**EXERCISE INSTRUCTIONS**
Can you recast the listing, from the line with "TARGET = mulch bed" through the end of the listing, as a two-column CSV headed item and value? Give one row per text with its answer, each in a single quoted field, with line breaks turned into spaces.

Location identification items:

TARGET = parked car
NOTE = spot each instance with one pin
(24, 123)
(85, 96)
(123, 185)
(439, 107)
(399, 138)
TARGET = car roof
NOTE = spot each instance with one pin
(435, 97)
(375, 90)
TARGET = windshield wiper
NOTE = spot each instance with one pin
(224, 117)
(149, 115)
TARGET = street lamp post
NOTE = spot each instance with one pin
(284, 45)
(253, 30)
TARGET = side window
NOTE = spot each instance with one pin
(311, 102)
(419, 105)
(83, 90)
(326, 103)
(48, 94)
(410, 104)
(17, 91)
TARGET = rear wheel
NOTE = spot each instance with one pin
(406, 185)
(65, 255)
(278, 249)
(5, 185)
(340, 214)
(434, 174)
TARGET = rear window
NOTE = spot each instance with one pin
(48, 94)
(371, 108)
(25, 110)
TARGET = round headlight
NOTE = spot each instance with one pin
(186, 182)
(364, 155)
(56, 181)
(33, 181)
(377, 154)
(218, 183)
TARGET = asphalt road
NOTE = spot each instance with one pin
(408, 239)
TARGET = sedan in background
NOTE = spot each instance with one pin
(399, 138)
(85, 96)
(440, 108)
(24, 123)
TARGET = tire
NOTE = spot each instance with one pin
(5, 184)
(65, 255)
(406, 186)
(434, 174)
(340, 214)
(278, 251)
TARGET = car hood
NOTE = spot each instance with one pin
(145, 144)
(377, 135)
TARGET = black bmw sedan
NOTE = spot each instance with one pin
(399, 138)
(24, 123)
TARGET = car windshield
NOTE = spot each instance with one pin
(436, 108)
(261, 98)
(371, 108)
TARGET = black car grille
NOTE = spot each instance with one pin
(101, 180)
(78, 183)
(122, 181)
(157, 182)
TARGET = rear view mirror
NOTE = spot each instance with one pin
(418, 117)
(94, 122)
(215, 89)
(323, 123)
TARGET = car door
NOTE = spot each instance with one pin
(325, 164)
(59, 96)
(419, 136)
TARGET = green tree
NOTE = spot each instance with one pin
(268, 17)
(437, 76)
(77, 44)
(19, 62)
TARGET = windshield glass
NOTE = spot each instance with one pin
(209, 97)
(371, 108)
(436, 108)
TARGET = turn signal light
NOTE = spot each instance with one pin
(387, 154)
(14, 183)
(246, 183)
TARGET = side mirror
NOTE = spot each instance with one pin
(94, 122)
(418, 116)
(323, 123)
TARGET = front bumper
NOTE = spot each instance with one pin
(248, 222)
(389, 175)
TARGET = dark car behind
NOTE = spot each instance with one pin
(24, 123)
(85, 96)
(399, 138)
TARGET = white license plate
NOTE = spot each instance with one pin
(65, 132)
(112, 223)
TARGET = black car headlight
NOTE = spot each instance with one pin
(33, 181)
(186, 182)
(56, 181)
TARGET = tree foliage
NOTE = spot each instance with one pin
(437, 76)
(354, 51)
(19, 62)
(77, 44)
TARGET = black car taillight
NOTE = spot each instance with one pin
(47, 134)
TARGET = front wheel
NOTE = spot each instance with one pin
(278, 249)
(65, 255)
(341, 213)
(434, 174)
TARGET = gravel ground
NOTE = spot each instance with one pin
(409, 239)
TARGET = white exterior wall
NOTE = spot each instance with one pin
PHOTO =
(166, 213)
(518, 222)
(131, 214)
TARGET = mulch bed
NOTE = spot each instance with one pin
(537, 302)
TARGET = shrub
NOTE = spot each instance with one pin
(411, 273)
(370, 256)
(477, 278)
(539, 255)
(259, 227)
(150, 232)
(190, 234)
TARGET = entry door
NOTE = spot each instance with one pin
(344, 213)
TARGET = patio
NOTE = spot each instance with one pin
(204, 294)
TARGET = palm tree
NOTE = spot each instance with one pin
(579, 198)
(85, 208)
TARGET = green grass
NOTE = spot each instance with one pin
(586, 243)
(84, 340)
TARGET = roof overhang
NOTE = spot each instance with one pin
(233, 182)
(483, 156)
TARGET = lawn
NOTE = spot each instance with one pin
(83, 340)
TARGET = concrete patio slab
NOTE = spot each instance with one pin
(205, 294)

**EXERCISE RESPONSE**
item,value
"TARGET = mulch bed NOTE = spot each instance with one pin","(537, 302)"
"TARGET = shrub NOTE = spot each instance with one pin","(411, 273) (370, 256) (477, 278) (539, 255) (259, 227) (150, 232) (190, 234)"
"TARGET = entry door NOTE = spot each instance with one pin","(344, 213)"
"TARGET = patio NOTE = spot each instance with one pin","(204, 294)"
"TARGET = palm tree NOTE = spot each instance with one pin","(579, 198) (85, 208)"
"TARGET = green grass NOTE = spot each instance with one pin","(586, 243) (84, 340)"
"TARGET = roof overhang NOTE = spot each instance with one pin","(233, 182) (483, 156)"
"TARGET = lawn NOTE = spot each instance with one pin","(83, 340)"
"TARGET = concrete patio slab NOTE = spot each instance with one pin","(205, 294)"